■ Stated problem ■
Copy out the rows below, everything from the line containing "Rules. Find each instance of the sky" down to the last row, keeping every line unchanged.

■ Provided information ■
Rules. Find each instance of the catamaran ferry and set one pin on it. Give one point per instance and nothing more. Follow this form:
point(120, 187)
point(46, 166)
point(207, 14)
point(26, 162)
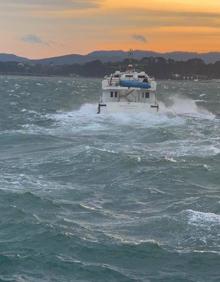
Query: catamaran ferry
point(128, 91)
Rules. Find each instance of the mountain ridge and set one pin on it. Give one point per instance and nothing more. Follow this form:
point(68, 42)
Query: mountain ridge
point(112, 56)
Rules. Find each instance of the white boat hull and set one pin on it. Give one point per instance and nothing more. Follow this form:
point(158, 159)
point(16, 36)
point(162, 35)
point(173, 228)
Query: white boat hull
point(127, 107)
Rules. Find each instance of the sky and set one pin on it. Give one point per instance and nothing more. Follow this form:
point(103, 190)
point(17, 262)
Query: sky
point(46, 28)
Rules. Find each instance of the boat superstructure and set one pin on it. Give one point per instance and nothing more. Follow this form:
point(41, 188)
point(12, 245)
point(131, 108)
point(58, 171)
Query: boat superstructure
point(128, 91)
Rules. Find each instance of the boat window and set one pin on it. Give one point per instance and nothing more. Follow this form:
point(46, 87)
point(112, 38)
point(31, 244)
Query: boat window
point(147, 95)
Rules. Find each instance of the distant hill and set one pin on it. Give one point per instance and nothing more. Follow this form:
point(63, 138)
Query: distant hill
point(114, 56)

■ Response ■
Rules. Find each instance of the sky and set one pin on it. Give one point per instance and nothing more. Follow this form:
point(103, 190)
point(17, 262)
Query: sky
point(46, 28)
Rules. Find each instance of the boat superstructure and set one pin on it. Give one point per instance and nothing more. Follow this form:
point(41, 188)
point(12, 245)
point(131, 108)
point(58, 171)
Query: boat superstructure
point(128, 91)
Rules. Find each instance of the boat window and set one pin on it. Give one point per instance and nothing more. Follow this form:
point(46, 87)
point(112, 38)
point(31, 244)
Query: boat window
point(147, 95)
Rules. Find each instance of the distant hill and set one pin on it. Give one point per instance and nothing more. Follow this form:
point(63, 138)
Query: distant hill
point(114, 56)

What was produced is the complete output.